Information:
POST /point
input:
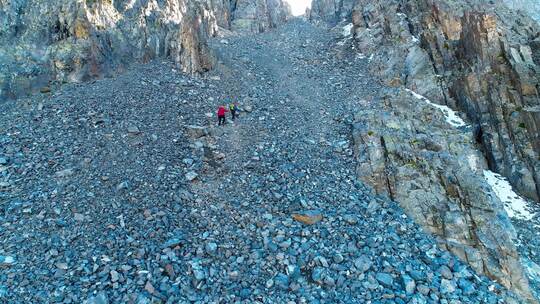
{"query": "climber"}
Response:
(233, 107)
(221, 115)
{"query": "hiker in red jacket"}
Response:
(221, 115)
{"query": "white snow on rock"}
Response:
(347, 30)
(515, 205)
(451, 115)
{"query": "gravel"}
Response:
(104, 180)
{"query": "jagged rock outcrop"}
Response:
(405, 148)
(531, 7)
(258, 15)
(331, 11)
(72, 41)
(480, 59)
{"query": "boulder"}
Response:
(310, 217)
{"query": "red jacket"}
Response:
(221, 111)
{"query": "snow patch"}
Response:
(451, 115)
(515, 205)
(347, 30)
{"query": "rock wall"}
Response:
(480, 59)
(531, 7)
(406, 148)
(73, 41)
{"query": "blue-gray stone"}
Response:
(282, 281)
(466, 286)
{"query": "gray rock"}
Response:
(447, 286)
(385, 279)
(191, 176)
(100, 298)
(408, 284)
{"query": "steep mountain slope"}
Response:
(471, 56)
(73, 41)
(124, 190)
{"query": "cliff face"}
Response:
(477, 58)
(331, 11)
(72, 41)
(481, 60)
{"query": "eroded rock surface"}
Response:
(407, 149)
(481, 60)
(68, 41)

---

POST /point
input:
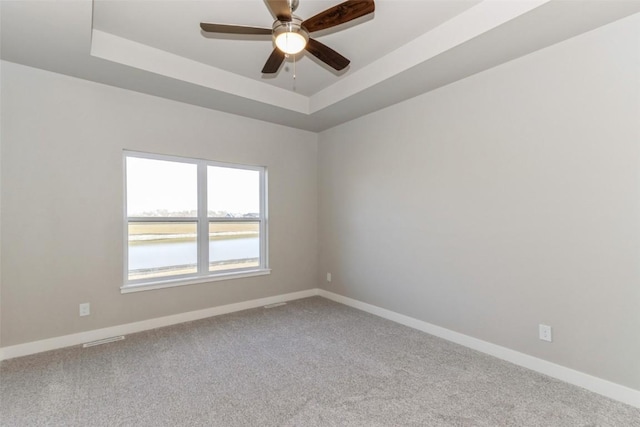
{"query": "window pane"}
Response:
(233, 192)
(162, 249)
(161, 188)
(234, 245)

--

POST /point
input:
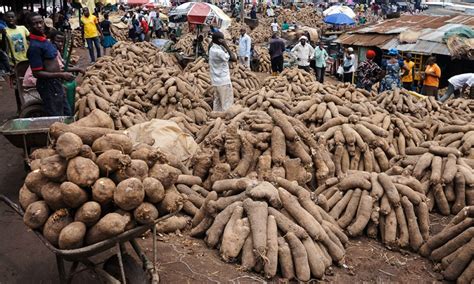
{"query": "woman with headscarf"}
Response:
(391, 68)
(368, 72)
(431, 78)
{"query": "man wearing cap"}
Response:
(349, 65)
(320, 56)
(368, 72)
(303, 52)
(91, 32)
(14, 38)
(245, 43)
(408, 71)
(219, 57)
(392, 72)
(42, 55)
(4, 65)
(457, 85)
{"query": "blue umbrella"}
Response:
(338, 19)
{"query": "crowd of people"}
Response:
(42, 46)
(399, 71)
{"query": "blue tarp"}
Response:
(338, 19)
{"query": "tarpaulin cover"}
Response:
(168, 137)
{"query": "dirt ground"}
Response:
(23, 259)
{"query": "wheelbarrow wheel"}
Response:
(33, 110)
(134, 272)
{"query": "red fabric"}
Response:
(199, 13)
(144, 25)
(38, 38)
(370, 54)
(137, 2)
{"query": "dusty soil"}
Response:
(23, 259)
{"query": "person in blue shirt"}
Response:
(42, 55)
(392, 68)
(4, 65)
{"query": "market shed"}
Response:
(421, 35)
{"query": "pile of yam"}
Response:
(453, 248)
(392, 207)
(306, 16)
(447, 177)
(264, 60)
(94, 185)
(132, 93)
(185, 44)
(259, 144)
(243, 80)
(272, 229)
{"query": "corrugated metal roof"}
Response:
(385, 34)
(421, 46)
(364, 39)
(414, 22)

Assignment:
Go through the records above and, whenever a line includes the word "jacket", copy it.

Result below:
{"query": "hiker in red jacket"}
{"query": "red jacket"}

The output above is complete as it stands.